Task instructions ▸ Given the entries below, please return each one exactly.

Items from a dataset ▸
-- Opening Marker --

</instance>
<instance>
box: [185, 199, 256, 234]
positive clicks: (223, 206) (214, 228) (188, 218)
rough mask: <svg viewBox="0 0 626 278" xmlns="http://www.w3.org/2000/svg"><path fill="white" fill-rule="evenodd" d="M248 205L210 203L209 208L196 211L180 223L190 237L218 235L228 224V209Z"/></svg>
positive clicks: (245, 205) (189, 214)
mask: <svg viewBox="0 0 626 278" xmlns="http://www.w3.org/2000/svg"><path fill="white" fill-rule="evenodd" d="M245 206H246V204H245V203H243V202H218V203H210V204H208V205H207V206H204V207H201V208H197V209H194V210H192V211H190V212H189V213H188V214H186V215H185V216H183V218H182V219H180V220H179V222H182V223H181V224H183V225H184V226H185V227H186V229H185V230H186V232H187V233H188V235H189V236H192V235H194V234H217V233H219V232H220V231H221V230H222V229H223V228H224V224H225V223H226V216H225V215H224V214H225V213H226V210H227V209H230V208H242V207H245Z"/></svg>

-- Closing Marker --

Solution to this problem ▸
</instance>
<instance>
box: [185, 199, 256, 234]
positive clicks: (223, 206) (214, 228) (188, 218)
rough mask: <svg viewBox="0 0 626 278" xmlns="http://www.w3.org/2000/svg"><path fill="white" fill-rule="evenodd" d="M248 205L210 203L209 208L196 211L180 223L190 237L218 235L228 224V209Z"/></svg>
positive clicks: (245, 205) (189, 214)
mask: <svg viewBox="0 0 626 278" xmlns="http://www.w3.org/2000/svg"><path fill="white" fill-rule="evenodd" d="M245 206H246V204H245V203H243V202H218V203H210V204H208V205H207V206H204V207H201V208H197V209H194V210H192V211H190V212H189V213H188V214H186V215H185V216H183V218H182V219H180V220H179V222H182V223H181V224H183V225H184V226H185V227H186V229H185V230H186V232H187V233H188V235H189V236H192V235H194V234H217V233H219V232H220V231H221V230H222V229H223V228H224V224H225V223H226V216H225V215H224V214H225V213H226V210H227V209H230V208H242V207H245Z"/></svg>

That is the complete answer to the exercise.